Given instruction 1: Duplicate a passage from the concert review. Begin at the words "A few things" and stop after the words "the music worthwhile.".
═════ Source passage
TENEBRAE: A LIGHT THAT SHINES IN DARKNESS

TENEBRAE, de Jong Concert Hall, Harris Fine Arts Center, Brigham Young University, Nov. 1

A few things impressed themselves upon me almost immediately last night as I watched Tenebrae perform at Brigham Young University. First, I could let go of whatever critical anxiety I brought to the performance. Second, if for no other reason, the sound of the basses alone made the music worthwhile.

There’s a quality to these great British choirs that you don’t hear anywhere else – a richness and fullness in the lower range. We got to hear plenty of that timbre as the choir, directed by Nigel Short, opened with Sergei Rachmaninoff’s Great Litany, which included extended chants for a solo bass.

The selection by Rachmaninoff also set a tone for the entire evening. With the exception of several pieces by Paul Mealor, every composer in the program was Slavic. And the chant of the bass established a contemplative and sacred mood.

Being a smaller chamber choir, Tenebrae manages a near perfect balance between seamless blending and distinct color among their voices. This unique combination of tone was put to great effect in a selection from Rachmaninoff’s Vespers, “Blessed is the Man.” Each statement in the piece was punctuated with an “Alleluia,” and that punctuation showed the emotional and spiritual breadth of both the word and the choir.
══════════
Given instruction 2: How many lines in the records contain the string "slope"? Give only the number.
═════ Supplied data
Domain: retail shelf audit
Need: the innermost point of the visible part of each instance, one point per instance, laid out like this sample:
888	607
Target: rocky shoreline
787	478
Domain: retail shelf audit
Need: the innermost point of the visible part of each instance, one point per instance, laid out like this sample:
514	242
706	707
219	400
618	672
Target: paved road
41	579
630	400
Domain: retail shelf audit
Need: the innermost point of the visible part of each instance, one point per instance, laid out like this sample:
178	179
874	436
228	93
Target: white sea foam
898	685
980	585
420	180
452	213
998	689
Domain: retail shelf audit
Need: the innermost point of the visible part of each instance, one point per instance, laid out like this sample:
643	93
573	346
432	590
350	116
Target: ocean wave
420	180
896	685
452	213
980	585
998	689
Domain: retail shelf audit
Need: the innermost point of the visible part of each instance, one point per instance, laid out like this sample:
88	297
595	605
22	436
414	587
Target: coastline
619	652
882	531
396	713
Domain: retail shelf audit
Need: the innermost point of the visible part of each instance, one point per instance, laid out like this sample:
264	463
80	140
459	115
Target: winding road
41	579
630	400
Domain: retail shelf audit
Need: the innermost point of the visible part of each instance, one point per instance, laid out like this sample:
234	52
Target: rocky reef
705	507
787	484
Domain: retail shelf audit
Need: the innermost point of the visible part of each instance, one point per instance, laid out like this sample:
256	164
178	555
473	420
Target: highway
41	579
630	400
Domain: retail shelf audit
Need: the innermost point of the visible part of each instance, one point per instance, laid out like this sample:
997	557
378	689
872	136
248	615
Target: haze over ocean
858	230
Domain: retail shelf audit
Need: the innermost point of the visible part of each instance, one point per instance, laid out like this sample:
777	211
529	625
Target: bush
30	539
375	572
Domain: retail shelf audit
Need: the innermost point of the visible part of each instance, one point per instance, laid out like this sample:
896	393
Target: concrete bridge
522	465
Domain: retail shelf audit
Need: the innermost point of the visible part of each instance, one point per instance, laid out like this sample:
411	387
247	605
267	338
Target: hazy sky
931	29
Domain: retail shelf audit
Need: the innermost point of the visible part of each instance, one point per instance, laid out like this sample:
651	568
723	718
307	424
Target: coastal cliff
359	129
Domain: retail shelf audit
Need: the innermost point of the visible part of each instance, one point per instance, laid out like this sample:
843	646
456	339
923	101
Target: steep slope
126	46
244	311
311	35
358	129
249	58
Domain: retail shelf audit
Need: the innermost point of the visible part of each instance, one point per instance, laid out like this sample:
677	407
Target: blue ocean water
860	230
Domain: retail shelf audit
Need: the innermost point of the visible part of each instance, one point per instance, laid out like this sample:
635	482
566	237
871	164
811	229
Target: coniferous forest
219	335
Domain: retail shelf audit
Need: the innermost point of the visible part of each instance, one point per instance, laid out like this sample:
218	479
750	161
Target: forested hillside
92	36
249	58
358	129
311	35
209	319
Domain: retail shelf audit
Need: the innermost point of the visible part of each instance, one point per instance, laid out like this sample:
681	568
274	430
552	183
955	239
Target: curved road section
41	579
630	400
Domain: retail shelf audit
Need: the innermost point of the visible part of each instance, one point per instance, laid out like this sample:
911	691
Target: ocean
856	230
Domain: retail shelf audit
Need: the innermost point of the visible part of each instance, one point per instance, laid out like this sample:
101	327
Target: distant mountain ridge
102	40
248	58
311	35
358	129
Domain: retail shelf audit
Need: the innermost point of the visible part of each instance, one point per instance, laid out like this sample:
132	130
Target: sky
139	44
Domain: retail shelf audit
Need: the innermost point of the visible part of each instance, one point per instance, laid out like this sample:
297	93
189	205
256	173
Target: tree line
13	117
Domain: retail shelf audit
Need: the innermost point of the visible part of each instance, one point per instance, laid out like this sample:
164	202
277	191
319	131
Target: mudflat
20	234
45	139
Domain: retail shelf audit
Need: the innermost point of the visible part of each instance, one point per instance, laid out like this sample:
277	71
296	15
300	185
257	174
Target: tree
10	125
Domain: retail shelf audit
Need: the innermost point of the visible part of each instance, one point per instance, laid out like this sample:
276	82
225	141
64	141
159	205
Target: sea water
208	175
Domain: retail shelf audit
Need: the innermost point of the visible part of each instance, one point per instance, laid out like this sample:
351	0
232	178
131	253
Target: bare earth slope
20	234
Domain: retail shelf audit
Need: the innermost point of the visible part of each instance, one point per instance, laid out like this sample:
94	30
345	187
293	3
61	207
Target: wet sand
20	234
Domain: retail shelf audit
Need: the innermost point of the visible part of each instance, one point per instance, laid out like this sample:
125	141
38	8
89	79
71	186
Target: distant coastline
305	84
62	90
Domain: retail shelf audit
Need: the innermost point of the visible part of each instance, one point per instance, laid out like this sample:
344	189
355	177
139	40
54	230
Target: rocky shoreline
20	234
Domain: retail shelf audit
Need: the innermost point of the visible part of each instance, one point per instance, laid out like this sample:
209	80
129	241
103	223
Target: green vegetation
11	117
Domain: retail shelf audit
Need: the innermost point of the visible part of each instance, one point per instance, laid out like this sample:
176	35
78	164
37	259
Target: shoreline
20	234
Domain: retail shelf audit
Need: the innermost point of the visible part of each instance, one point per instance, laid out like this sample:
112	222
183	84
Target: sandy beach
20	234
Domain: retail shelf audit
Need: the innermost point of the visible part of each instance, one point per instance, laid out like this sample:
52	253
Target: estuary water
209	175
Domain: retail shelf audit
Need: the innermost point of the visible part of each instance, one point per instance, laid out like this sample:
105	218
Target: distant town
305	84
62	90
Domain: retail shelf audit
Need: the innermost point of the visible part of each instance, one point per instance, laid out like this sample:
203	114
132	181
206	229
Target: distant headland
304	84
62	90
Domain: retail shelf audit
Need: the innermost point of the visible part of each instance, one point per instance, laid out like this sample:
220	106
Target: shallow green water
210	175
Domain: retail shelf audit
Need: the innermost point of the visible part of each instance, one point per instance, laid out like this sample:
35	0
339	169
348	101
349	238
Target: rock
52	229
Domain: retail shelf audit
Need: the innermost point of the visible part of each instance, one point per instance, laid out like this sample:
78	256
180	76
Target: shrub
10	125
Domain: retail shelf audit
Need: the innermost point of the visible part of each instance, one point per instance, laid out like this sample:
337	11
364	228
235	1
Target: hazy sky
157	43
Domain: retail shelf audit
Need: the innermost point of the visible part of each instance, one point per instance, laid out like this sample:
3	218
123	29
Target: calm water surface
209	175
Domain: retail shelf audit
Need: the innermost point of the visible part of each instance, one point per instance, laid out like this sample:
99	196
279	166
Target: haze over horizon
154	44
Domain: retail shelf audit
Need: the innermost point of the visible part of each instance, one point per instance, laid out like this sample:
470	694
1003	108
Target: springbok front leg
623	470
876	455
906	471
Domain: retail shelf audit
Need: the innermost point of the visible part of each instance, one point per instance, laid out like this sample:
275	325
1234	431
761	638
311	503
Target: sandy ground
══════════
Task solution 1:
A few things impressed themselves upon me almost immediately last night as I watched Tenebrae perform at Brigham Young University. First, I could let go of whatever critical anxiety I brought to the performance. Second, if for no other reason, the sound of the basses alone made the music worthwhile.

Task solution 2: 2